Given problem
Reproduce the lines below with every "outline" replaced by "contour" and everything else left unchanged.

Given records

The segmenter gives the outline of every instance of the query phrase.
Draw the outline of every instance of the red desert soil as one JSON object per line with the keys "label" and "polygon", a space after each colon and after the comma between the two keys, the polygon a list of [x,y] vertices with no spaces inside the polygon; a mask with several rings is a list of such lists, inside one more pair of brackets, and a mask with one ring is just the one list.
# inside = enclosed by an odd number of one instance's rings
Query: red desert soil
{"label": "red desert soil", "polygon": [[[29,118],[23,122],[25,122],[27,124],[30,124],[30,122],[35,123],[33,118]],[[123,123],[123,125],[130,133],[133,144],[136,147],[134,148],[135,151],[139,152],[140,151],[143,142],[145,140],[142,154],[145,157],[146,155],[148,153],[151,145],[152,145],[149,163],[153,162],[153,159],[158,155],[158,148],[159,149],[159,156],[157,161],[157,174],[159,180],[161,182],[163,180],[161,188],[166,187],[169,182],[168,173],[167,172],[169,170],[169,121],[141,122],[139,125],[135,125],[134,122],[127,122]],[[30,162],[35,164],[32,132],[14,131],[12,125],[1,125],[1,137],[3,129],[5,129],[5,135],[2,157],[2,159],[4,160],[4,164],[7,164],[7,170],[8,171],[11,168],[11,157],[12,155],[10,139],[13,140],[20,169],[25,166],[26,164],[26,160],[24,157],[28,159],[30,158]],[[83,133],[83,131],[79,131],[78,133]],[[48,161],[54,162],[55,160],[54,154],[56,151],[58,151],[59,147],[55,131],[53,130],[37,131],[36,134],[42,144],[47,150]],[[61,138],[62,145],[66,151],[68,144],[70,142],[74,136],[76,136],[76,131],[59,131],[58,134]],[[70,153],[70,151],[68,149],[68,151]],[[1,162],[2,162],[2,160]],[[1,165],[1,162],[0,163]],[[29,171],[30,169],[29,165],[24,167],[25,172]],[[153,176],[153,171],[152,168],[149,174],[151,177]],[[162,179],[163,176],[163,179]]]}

Answer in full
The segmenter gives the contour of every instance of the query phrase.
Draw the contour of every instance of the red desert soil as one JSON object per line with the keys "label" and "polygon", a space after each colon and after the comma between the two keys, the polygon a list of [x,y] vertices with no spaces inside the polygon; a mask with several rings is a list of such lists, inside one more pair of brackets, and a mask with one ring is just the one list.
# inside = enclosed by an odd number of one instance's rings
Query: red desert soil
{"label": "red desert soil", "polygon": [[[29,118],[23,122],[25,122],[27,124],[30,124],[30,122],[35,123],[33,118]],[[123,123],[123,125],[130,133],[133,144],[136,147],[134,148],[135,151],[139,152],[140,151],[143,142],[145,140],[142,154],[145,157],[146,155],[148,153],[151,145],[152,145],[149,163],[153,162],[153,159],[158,155],[158,148],[159,149],[159,156],[157,161],[157,174],[159,180],[161,182],[163,180],[161,188],[166,187],[169,182],[168,173],[167,172],[169,170],[169,121],[141,122],[139,125],[135,125],[134,122],[127,122]],[[30,162],[35,164],[32,132],[14,131],[12,125],[1,125],[1,137],[3,129],[5,129],[5,135],[2,157],[2,159],[4,160],[4,164],[7,164],[7,170],[8,171],[11,168],[11,157],[12,155],[10,139],[13,140],[20,169],[25,166],[26,164],[26,160],[24,157],[28,159],[30,158]],[[83,133],[83,131],[79,131],[78,133]],[[48,161],[54,162],[55,160],[54,154],[56,151],[58,151],[59,147],[55,131],[53,130],[37,131],[36,134],[42,144],[47,150]],[[61,138],[62,145],[66,151],[68,144],[70,142],[74,136],[76,136],[76,131],[59,131],[58,134]],[[70,153],[70,151],[68,149],[68,151]],[[1,162],[2,162],[2,160]],[[1,165],[1,162],[0,163]],[[29,171],[30,169],[29,165],[24,167],[25,172]],[[153,176],[153,171],[152,168],[149,174],[151,177]],[[162,179],[163,176],[163,179]]]}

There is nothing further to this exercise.